____ DATA FOR THE TASK

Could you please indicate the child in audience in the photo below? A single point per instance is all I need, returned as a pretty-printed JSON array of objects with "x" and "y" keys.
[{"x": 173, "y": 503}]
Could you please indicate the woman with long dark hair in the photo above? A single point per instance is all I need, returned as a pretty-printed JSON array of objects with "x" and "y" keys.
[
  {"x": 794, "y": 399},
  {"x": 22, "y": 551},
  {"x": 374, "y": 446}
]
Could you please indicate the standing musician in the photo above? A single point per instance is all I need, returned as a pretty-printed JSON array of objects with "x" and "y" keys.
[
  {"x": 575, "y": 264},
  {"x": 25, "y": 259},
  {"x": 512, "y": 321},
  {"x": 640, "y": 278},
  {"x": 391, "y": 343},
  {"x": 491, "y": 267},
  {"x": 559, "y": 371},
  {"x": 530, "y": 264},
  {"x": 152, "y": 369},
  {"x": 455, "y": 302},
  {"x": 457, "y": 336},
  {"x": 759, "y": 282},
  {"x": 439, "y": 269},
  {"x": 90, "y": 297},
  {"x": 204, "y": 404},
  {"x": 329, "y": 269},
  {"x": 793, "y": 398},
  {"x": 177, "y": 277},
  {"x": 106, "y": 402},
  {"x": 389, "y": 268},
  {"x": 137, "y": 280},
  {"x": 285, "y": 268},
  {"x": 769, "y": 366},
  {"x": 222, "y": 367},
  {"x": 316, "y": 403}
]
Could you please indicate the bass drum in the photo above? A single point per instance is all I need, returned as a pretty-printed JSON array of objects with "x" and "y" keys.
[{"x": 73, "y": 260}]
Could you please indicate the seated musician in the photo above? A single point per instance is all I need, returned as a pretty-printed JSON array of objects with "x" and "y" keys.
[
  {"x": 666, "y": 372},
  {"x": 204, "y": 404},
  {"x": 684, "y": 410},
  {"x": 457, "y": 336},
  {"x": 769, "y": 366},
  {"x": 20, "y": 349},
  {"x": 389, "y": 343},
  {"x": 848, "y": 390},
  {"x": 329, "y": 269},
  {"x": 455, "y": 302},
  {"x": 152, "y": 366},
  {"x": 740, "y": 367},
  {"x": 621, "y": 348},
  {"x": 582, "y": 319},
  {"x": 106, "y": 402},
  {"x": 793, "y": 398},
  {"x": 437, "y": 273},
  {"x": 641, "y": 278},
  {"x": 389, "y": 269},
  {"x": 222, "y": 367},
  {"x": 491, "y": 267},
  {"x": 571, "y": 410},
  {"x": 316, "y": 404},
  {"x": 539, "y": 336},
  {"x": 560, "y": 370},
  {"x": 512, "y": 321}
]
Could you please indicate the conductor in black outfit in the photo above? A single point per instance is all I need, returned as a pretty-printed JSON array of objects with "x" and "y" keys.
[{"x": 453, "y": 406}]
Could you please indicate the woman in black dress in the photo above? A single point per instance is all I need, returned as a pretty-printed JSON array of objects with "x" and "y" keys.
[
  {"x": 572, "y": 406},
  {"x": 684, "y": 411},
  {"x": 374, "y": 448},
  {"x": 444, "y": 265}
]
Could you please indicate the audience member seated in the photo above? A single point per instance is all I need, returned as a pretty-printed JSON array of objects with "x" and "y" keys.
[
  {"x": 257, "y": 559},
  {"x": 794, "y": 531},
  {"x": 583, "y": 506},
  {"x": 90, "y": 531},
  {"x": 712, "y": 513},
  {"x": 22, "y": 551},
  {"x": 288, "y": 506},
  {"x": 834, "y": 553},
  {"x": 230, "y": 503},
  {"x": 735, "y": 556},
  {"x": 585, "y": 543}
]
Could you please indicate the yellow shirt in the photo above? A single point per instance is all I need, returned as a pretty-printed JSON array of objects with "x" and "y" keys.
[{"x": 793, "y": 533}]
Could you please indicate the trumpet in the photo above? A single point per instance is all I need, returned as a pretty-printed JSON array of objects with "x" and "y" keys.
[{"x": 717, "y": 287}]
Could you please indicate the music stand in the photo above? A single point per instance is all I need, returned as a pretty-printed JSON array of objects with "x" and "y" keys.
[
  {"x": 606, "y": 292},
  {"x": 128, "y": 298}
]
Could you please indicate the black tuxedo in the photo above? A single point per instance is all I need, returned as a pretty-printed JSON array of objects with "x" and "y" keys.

________

:: PROBLEM DESCRIPTION ::
For this task, copy exactly the line with "Could you please indicate the conductor" and the lines that come after it, stopping at the end of the material above.

:: TASK SOLUTION ::
Could you please indicate the conductor in black outfit in the photo above? A single point per instance is all I need, returned as a pretty-printed JSON array of objects with "x" and "y" keys.
[{"x": 453, "y": 406}]
Could you please indicate the woman in black dress in the photo above? A single point per instance is all I need, returned as a pretty-printed JSON array of objects with "x" and "y" keys.
[
  {"x": 572, "y": 406},
  {"x": 684, "y": 411},
  {"x": 374, "y": 448},
  {"x": 444, "y": 265}
]
Could you please indicate the audience member seated in the photo above? A single point per instance is all I need, returned as a pretty-printed JSON array of objects with "x" and "y" keys.
[
  {"x": 257, "y": 559},
  {"x": 794, "y": 531},
  {"x": 583, "y": 506},
  {"x": 90, "y": 531},
  {"x": 712, "y": 513},
  {"x": 22, "y": 551},
  {"x": 288, "y": 506},
  {"x": 834, "y": 553},
  {"x": 230, "y": 503},
  {"x": 735, "y": 556},
  {"x": 585, "y": 543}
]
Could you please indicate the yellow shirt in the photo above? A single point per instance is all I need, returned as a pretty-printed JSON array of objects with "x" and "y" keys.
[{"x": 793, "y": 533}]
Could you please indicate the trumpet in the photo above? A single point per instance is all I need, returned as a pretty-printed JSON array of objects with "x" and "y" keys.
[{"x": 717, "y": 287}]
Could you please indicate the music stand in the photo above? A single point per instance is all I need, returned as a pretty-printed JSON array of objects with "x" and "y" keys.
[
  {"x": 606, "y": 292},
  {"x": 128, "y": 298}
]
Could you please indicate the black tuxedo in the photo above? A single point per instance is all I need, returned as a pretty-printed JSON array of objects with "x" and "y" keys.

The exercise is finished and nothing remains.